* **Problem description**
Return every line of the listing below that contains the word "light". Matching is case-sensitive.

* **Records for this task**
____

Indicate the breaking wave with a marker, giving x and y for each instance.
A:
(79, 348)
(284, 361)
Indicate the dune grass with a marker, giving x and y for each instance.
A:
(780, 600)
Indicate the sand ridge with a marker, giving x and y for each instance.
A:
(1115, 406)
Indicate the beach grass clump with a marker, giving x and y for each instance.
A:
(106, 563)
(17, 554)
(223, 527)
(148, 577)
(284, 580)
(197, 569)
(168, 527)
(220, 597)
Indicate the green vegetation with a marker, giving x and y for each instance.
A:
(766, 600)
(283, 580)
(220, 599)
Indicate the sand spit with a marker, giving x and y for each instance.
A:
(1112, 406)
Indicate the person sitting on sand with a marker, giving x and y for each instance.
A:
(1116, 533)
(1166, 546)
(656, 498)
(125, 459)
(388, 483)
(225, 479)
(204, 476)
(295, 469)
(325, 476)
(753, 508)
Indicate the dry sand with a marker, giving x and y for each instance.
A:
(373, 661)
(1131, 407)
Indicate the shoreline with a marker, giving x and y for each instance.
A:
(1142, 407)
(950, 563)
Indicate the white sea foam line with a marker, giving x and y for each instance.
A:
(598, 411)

____

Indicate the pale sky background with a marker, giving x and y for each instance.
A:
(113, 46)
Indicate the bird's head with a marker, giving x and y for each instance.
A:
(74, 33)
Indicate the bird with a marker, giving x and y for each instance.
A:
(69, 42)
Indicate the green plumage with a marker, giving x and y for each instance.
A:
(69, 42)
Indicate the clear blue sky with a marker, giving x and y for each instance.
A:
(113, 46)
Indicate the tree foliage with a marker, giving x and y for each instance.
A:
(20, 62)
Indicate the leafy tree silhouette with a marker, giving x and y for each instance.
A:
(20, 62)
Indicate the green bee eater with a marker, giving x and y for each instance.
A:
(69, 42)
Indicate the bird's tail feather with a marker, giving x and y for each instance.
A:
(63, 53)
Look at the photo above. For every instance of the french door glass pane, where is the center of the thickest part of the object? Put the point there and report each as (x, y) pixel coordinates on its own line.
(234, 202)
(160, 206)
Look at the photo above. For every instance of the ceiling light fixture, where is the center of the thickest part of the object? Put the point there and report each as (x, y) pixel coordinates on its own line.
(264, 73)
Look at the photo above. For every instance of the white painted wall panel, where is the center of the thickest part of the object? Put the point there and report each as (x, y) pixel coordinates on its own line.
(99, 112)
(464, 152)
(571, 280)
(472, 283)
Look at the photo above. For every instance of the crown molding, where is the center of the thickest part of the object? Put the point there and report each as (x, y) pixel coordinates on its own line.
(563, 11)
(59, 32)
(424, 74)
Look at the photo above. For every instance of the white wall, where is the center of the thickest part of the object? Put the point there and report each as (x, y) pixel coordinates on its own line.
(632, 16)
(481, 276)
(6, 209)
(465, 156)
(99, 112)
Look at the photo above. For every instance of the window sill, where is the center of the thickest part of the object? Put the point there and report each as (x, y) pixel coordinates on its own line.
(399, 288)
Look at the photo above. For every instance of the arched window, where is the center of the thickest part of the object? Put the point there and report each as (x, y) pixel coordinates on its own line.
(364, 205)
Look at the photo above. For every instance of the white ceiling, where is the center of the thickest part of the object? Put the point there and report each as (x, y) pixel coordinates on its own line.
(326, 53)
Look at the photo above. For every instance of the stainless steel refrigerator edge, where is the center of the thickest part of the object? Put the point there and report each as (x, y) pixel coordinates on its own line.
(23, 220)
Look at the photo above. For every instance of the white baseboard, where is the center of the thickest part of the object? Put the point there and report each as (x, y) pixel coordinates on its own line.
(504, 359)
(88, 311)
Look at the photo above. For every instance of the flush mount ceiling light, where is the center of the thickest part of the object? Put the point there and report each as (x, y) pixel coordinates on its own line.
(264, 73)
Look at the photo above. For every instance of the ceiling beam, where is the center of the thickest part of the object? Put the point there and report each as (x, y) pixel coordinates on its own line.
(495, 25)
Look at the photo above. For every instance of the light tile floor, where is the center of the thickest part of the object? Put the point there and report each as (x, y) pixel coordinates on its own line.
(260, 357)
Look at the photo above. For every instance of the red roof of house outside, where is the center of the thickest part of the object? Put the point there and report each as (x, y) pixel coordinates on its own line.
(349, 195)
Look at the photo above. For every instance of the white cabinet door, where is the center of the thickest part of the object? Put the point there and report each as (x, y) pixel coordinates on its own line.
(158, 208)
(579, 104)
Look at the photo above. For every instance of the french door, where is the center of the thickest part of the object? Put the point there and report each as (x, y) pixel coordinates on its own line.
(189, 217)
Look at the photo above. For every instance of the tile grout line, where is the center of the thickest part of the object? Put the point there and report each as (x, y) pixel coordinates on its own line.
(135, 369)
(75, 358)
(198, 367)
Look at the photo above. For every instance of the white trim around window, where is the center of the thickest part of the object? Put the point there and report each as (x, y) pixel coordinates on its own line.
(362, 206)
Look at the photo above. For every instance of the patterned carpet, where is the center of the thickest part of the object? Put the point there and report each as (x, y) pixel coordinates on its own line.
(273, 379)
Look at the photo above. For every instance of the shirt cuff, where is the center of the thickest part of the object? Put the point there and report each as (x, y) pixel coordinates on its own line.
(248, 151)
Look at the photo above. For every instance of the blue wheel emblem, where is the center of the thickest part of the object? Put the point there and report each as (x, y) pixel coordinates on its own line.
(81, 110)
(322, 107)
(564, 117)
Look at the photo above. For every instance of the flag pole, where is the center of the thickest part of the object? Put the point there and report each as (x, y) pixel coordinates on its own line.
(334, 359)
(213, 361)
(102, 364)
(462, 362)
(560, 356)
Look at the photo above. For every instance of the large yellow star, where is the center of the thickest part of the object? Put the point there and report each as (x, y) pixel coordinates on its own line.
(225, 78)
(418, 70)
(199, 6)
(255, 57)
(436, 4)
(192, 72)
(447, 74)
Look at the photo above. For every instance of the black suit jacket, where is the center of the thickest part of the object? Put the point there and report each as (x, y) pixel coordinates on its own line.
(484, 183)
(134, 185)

____

* **Result of the task**
Look at the photo above. For every instance of the ceiling light fixture, where is the center of the thickest part of the object? Put the point there and report each as (x, y) pixel coordinates on its own line.
Look at the photo above. For every instance of the flush mount ceiling light, where is the center of the thickest part of the object? Put the point there and report each as (x, y) pixel coordinates on its own line.
Look at the photo above. For every instance of the light tile floor, where is the center of the thickest part of the object? Put the point there and report each as (x, y) pixel coordinates on its own line.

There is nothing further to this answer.